Com essas brevíssimas considerações, condeno direta e solidariamente a companhia M. S. S.A.
d) abatimento das quantias eventualmente recebidas a título de seguro obrigatório.
Vai deferido tal pleito, devendo ser oficiado, em sentença, às companhias securitárias administradora do sistema.
Dispositivo.
Pelo exposto, julgo parcialmente 
procedente a ação indenizatória movida por F. L. da S., V. L. L. da S. e
 G. M. da S. em face de R. T. R. Ltda. e F. T. Ltda, para o fim de 
condenar as rés, forma solidária, ao pagamento de: a) danos morais em 
favor de F. L. da S. pela morte de A. V. L. F. no valor de 400 
(quatrocentos) salários mínimos nacionais vigentes à época da publicação
 da sentença; b) danos morais em favor de V. L. L. da S. pela morte de 
L. P. da S. no valor de 300 (trezentos) salários mínimos nacionais 
vigentes à época da publicação da sentença; c) danos morais em favor de 
G. M. da S. pelo trauma e morte do avô consistente em 50 (cinquenta) 
salários mínimos nacionais vigentes à época da publicação da presente 
sentença; d) tais rubricas serão corrigidas pelo IGPM-Foro desde a 
publicação da sentença e acrescida de juros de mora de 1% ao mês a 
contar do evento danoso; e) fica assegurado o direito à liquidação dos 
valores a que fazia jus o falecido L.e não contemplados pelo benefício 
previdenciário, descontados 1/3 com despesas pessoais, limitados à 
expectativa de vida do gaúcho segundo dados do IBGE quando do evento 
morte; f) resta também assegurada a liquidação das despesas 
médico-hospitalares à convalescença de G..
Julgo procedente a denunciação à lide promovida por R. T. R. Ltda. em 
face de M. S. S.A., condenando esta a satisfazer diretamente os danos 
estipulados no parágrafo acima, tudo no limite do importe de R$ 
600.000,00 (seiscentos mil reais), valores estes que devem ser 
corrigidos desde o sinistro pelas leis do mercado securitário.

INFORMAÇÕES FORNECIDAS>
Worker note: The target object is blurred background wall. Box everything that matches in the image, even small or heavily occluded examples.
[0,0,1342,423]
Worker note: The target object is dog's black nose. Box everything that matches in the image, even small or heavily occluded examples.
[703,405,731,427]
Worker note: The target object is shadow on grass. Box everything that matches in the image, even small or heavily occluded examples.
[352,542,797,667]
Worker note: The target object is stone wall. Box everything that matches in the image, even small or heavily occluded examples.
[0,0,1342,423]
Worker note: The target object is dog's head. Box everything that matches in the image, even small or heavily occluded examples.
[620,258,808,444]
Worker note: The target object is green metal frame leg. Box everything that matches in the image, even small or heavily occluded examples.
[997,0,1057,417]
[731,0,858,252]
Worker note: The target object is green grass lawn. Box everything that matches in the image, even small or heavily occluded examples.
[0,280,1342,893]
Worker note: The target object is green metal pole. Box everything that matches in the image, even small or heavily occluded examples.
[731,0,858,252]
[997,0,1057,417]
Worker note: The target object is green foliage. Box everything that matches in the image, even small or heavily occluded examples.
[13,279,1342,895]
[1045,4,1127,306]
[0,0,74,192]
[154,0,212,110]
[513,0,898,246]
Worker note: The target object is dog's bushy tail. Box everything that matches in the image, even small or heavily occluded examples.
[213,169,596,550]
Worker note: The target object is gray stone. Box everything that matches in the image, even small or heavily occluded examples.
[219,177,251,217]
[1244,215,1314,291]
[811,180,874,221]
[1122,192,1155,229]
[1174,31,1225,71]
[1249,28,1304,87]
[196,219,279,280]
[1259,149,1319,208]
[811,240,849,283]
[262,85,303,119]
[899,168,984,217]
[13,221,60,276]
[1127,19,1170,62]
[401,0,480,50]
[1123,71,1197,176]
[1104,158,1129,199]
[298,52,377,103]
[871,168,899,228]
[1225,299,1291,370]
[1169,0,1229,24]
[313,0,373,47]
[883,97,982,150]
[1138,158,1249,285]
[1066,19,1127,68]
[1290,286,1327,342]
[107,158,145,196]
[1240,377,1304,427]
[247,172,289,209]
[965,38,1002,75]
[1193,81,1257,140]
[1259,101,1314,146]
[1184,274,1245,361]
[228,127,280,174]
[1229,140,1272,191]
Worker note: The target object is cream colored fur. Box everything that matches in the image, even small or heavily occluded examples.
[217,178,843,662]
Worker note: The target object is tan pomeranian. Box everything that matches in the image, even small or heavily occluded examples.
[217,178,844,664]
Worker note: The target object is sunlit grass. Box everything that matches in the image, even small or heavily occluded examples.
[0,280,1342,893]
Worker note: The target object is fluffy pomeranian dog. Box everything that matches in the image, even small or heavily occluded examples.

TAREFA 1>
Reproduza, sem nenhuma alteração, a parte do trecho da sentença que vai de "d) abatimento das" até "em 50 (cinquenta)".
TAREFA 2>
Escreva a continuação do trecho da sentença a partir da última frase apresentada.

RESPOSTA 1>
d) abatimento das quantias eventualmente recebidas a título de seguro obrigatório.
Vai deferido tal pleito, devendo ser oficiado, em sentença, às companhias securitárias administradora do sistema.
Dispositivo.
Pelo exposto, julgo parcialmente 
procedente a ação indenizatória movida por F. L. da S., V. L. L. da S. e
 G. M. da S. em face de R. T. R. Ltda. e F. T. Ltda, para o fim de 
condenar as rés, forma solidária, ao pagamento de: a) danos morais em 
favor de F. L. da S. pela morte de A. V. L. F. no valor de 400 
(quatrocentos) salários mínimos nacionais vigentes à época da publicação
 da sentença; b) danos morais em favor de V. L. L. da S. pela morte de 
L. P. da S. no valor de 300 (trezentos) salários mínimos nacionais 
vigentes à época da publicação da sentença; c) danos morais em favor de 
G. M. da S. pelo trauma e morte do avô consistente em 50 (cinquenta)

RESPOSTA 2>
Para a lide principal, diante da prova 
trazida a juízo pelo procurador dos autores, o que facilitou o 
julgamento antecipado, o que deve ser louvado, e face a sucumbência ter 
recaído em entendimento singular deste juízo, fixo a verba honorária dos
 autores, a serem satisfeitas pelas rés, forma solidária, em 20% sobre 
os valores da condenação.
Arcarão as demandadas, ainda, ao 
percentual de 80% das custas processuais. Os autores arcarão com o 
restante (20%), mais a honorária de cada procurador das rés, esta 
arbitrada, para cada qual, em R$ 1.500,00 (mil e quinhentos reais), 
verbas estas suspensas pela gratuidade judiciária deferida, mas que 
devem ser compensadas (Súmula 306 do STJ).
Na denunciação, fixo a verba do patrono 
do denunciante em 10% sobre os valores a serem desembolsados pela 
seguradora, a serem satisfeitas pela companhia securitária, bem como as 
custas processuais em sua integralidade.
Oficie-se à administradora do consórcio DPVAT, indicando os beneficiários (autores) e nomes das vítimas.
Em consulta ao sistema Renajud, nesta 
data, consta 122 veículos em nome da R., devendo os demandantes, em 
incidental cautelar, indicar quais veículos deseja restringir a 
transferência, bem como informar o valor dos mesmos, a fim de não 
prejudicar o andamento da presente ação.
Publique-se.
Registre-se.
Intimem-se.
Novo Hamburgo, 09 de dezembro de 2014.
 
Ramiro Oliveira Cardoso
Juiz de Direito
[1]Fls. 49/51.
[2]Fls. 52/54.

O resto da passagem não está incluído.